## Passage shown
___

Some estimate the global market for electric vehicles to reach 20 million cars by 2025 and bulls believe Tesla can take significant market share. Tesla is expected to deliver 506,000 vehicles in 2020, with many analysts projecting more than 1 million by 2025. China could be a key market reflected in those totals and Tesla is aggressively investing in its new Gigafactory in the country.
Munster noted that Tesla is simply providing itself a cash cushion in case in runs into demand or manufacturing headwinds down the line. Munster estimates Tesla needs roughly $2.5 billion per year for operations and working capital needs, with that amount rising as deliveries rise. Munster said the company is increasing its cushion beyond its operations and working capital needs to roughly $4 billion now.
And now is a good time for Tesla to raise the money, as its valuation has skyrocketed with the company showing the ability to turn profits while also aggressively expanding its market. The stock is up 81% year-to-date.
The move "is a testimony to near-term worth for where the stock is," Munster said.
Wedbush Securities Dan Ives wrote in a note on Thursday morning that the financing is a "smart and strategic move." He noted that "this will be a bit of a shock to some given the company talked about no need to raise capital on its recent conference call, although the bulls (which we agree with) will say this essentially rips the band-aid off and takes the doomsday cash crunch scenario some predicted down the road now off the table."

___

[Records from a point labeling set]
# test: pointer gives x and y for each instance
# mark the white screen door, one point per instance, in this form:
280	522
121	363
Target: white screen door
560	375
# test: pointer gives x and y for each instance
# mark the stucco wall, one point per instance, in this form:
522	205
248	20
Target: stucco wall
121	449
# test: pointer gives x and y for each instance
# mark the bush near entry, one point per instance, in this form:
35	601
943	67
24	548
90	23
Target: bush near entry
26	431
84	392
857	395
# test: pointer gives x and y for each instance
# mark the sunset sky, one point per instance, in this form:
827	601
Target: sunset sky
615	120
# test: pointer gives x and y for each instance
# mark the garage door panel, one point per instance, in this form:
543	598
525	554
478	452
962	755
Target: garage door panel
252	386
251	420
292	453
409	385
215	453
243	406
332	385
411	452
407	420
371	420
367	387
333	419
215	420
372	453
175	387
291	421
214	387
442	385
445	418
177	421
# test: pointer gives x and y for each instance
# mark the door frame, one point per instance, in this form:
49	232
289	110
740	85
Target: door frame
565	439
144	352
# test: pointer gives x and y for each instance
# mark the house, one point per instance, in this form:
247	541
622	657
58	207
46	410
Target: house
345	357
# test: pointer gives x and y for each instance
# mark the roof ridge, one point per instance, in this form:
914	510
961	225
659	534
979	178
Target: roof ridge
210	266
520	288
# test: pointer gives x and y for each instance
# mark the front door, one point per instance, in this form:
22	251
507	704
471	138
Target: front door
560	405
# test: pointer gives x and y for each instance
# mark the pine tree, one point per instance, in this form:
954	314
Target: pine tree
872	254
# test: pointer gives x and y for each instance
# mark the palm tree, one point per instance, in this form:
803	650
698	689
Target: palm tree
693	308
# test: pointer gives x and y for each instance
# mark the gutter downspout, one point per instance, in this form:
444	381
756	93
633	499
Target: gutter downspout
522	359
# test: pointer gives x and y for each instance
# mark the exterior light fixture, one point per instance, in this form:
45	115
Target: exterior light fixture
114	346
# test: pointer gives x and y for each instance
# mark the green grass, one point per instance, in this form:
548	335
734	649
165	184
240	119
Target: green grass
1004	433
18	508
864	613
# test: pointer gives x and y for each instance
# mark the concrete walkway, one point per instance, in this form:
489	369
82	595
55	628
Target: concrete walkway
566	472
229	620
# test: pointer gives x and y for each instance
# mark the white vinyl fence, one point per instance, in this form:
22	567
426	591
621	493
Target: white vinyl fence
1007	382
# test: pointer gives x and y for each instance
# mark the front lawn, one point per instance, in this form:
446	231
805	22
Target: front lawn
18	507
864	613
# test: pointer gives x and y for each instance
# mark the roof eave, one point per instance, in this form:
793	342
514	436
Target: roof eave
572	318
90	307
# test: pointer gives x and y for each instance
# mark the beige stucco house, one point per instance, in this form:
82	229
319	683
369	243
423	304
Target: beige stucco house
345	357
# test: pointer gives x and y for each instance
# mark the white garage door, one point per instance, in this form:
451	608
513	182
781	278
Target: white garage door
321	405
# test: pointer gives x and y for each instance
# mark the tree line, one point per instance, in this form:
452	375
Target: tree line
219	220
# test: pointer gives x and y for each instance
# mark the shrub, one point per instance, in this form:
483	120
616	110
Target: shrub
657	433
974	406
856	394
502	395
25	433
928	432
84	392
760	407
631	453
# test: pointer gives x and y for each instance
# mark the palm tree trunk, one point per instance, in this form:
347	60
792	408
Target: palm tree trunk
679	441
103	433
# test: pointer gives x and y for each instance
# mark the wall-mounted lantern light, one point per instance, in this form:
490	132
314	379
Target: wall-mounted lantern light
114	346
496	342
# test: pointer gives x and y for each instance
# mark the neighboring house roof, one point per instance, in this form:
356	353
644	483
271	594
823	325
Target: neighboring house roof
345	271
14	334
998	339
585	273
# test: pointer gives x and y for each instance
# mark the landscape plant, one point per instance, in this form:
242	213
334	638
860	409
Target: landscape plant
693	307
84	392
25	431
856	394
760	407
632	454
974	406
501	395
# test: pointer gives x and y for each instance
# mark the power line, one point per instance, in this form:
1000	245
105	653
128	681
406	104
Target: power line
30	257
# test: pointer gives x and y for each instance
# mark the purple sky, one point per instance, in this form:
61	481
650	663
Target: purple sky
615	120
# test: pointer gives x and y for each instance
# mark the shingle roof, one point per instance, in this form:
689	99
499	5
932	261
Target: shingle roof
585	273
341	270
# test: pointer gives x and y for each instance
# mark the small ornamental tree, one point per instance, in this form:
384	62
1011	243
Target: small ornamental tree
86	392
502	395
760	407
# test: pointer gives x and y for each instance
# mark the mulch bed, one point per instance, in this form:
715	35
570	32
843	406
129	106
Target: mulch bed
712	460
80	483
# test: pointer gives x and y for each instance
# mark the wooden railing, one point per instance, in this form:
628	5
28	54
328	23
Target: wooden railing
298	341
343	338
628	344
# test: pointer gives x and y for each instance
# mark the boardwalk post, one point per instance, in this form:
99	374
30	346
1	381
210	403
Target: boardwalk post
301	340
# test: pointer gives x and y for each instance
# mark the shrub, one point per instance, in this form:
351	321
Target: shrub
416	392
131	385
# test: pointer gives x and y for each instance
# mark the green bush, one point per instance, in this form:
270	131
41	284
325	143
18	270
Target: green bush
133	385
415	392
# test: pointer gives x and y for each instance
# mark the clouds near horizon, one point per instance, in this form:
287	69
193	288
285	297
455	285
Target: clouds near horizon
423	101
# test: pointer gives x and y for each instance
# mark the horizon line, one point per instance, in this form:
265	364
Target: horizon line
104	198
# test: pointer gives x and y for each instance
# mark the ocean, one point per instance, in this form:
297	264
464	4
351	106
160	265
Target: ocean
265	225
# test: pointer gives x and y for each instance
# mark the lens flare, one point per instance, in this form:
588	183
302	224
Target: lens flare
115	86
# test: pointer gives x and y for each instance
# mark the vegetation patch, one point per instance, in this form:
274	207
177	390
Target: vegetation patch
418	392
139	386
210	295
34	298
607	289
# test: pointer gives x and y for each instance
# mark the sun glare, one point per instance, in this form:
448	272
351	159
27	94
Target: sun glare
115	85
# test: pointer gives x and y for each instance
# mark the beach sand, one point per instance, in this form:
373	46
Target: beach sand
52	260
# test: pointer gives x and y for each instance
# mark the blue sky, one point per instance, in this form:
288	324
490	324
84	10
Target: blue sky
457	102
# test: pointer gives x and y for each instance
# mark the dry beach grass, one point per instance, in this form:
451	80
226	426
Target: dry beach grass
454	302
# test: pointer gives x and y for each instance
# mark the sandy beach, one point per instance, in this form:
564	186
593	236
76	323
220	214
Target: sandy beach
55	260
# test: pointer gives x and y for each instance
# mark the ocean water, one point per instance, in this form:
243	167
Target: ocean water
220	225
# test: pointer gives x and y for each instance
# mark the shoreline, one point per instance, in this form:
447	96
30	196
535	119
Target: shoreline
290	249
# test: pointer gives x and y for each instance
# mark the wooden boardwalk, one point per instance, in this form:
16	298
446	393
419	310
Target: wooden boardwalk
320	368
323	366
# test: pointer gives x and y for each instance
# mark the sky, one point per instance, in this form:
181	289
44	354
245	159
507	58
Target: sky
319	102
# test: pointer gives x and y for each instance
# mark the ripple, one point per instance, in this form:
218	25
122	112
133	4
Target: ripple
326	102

___

## Challenge 1
In the Tesla passage, how much does Munster estimate Tesla needs each year for operations and working capital?
## Challenge 2
Decide whether each statement agrees with the Tesla passage, answering yes or no and quoting the words that settle it: (a) Tesla is expected to deliver 506,000 vehicles in 2020. (b) Tesla's stock has fallen since the start of the year. (c) Dan Ives described the financing as a "smart and strategic move."
## Challenge 3
List every vehicle count that the Tesla passage gives.

## Task output 1
Roughly $2.5 billion per year.

## Task output 2
(a) Yes: "Tesla is expected to deliver 506,000 vehicles in 2020"
(b) No: "The stock is up 81% year-to-date."
(c) Yes: "the financing is a "smart and strategic move.""

## Task output 3
- 20 million cars (estimated global electric vehicle market by 2025)
- 506,000 vehicles (Tesla's expected deliveries in 2020)
- more than 1 million (analysts' projection for Tesla by 2025)